Dataset —
————————

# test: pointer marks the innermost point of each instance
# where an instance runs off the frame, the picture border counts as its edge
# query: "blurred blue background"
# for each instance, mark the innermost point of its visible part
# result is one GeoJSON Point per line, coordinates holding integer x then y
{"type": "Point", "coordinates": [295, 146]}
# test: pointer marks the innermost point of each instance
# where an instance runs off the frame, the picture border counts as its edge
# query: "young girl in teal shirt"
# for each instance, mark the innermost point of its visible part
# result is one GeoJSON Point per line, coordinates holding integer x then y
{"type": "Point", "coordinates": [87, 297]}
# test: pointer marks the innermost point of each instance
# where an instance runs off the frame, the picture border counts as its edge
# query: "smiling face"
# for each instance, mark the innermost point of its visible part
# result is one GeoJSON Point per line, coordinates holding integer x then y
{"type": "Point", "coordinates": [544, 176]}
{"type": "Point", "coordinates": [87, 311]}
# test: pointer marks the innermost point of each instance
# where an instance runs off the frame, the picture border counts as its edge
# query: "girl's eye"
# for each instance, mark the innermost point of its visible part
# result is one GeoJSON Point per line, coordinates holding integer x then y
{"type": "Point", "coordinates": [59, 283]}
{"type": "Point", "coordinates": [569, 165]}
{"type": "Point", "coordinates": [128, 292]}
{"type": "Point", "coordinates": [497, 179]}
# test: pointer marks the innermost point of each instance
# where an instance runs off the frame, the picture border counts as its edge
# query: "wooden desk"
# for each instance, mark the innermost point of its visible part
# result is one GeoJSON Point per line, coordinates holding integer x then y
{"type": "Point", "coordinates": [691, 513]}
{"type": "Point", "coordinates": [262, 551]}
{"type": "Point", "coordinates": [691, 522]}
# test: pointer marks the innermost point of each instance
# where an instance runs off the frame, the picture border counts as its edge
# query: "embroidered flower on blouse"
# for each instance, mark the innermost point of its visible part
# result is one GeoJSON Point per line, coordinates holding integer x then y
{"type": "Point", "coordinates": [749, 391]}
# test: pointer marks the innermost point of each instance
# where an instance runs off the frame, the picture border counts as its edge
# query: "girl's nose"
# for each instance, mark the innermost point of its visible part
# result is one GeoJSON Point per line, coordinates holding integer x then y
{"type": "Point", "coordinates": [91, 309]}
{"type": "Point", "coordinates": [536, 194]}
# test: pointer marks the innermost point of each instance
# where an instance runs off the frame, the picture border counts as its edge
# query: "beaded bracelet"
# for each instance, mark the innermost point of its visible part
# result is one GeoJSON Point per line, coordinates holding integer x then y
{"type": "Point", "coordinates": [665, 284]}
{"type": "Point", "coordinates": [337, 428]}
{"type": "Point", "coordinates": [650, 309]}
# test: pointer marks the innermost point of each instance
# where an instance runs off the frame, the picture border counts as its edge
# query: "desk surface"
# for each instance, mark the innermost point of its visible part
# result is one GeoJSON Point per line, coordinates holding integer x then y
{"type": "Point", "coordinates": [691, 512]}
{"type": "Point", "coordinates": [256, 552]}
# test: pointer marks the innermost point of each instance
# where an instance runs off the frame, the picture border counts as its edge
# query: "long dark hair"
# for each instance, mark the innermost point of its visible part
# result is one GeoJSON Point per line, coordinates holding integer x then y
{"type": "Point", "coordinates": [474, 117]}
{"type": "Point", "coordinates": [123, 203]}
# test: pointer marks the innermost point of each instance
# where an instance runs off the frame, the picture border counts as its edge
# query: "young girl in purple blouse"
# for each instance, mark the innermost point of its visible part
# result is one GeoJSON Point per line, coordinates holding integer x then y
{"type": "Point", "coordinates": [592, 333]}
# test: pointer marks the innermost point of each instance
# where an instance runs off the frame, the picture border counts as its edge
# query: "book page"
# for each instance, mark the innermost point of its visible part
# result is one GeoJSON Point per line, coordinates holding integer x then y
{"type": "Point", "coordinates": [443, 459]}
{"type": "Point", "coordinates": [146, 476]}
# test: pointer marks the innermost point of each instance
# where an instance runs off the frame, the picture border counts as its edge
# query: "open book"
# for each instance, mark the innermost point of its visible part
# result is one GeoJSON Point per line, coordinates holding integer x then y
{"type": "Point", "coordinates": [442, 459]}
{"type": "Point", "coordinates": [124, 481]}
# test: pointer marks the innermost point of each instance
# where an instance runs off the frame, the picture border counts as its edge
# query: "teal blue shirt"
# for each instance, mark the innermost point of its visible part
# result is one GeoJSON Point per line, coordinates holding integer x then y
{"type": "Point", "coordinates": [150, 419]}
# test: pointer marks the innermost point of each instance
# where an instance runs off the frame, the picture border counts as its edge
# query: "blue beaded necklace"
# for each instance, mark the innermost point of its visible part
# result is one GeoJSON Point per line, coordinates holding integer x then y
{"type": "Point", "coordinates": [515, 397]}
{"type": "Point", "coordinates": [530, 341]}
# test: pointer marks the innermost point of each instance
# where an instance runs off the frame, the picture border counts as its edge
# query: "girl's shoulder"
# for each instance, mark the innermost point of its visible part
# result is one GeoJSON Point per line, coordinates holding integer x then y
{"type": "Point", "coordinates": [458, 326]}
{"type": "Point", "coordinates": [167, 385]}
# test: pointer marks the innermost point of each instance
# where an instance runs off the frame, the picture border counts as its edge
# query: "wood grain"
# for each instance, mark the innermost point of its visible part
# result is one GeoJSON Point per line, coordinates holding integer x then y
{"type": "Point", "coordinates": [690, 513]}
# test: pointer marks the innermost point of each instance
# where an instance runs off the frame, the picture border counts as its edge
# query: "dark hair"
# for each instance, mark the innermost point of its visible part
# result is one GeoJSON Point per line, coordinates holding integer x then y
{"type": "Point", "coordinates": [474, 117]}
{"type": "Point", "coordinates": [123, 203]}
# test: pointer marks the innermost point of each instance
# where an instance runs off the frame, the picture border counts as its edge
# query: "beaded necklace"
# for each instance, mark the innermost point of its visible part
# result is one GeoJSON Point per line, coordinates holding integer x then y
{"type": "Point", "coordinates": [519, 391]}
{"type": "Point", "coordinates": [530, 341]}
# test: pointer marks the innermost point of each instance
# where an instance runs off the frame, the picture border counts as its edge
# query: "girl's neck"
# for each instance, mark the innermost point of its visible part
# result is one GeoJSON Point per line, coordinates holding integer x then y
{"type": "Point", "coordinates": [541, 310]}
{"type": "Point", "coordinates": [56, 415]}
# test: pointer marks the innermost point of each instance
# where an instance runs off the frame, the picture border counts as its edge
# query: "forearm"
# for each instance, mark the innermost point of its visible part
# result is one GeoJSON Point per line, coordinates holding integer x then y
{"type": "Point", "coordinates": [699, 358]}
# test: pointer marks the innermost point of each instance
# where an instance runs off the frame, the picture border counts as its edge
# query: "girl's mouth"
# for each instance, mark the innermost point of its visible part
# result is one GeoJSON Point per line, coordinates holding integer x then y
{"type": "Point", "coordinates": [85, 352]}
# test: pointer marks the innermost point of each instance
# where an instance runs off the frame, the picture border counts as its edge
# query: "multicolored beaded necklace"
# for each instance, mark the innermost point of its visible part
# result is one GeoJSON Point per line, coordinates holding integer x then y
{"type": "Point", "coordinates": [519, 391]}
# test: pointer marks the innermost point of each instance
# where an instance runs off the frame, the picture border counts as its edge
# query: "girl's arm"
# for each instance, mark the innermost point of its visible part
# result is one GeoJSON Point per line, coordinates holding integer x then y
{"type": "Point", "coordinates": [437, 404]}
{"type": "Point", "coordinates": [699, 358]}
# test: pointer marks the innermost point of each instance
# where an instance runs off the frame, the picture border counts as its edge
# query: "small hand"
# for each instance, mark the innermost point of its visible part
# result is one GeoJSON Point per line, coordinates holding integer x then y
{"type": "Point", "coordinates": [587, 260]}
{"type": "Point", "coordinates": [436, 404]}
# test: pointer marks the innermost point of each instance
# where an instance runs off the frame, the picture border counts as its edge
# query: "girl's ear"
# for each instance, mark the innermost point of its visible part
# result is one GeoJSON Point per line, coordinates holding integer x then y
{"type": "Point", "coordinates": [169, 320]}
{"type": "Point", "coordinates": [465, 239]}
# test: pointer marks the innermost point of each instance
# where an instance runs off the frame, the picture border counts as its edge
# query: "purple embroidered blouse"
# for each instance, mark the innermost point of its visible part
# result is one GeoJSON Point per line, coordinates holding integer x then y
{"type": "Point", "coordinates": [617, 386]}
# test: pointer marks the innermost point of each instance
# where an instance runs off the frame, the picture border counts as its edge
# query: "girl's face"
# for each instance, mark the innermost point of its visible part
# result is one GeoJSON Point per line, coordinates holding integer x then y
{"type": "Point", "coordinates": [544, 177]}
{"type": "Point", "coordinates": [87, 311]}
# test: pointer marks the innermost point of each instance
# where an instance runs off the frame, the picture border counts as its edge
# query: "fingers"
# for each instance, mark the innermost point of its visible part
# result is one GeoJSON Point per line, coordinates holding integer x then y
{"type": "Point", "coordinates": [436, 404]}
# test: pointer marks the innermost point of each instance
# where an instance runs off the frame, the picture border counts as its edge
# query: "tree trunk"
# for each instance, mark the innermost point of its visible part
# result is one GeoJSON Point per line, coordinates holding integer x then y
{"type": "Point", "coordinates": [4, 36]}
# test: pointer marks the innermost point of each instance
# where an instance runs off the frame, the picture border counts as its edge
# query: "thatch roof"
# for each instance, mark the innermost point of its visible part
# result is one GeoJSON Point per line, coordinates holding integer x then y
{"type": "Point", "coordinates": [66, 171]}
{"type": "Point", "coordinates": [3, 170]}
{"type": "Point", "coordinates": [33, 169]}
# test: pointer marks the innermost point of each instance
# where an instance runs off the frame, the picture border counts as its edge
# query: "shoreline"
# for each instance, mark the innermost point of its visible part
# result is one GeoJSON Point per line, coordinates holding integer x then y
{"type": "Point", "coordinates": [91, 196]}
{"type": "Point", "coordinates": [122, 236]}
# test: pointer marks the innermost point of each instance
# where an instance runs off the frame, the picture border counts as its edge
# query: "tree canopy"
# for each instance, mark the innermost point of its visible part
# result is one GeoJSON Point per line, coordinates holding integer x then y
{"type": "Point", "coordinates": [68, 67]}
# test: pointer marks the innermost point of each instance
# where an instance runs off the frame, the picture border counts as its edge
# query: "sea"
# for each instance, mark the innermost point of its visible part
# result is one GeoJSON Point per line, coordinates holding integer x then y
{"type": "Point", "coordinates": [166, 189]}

————————

Task — Reproduce every line of the material above that has the string "embroidered".

Result of this exercise —
# query: "embroidered flower on blouse"
# query: "purple embroidered blouse"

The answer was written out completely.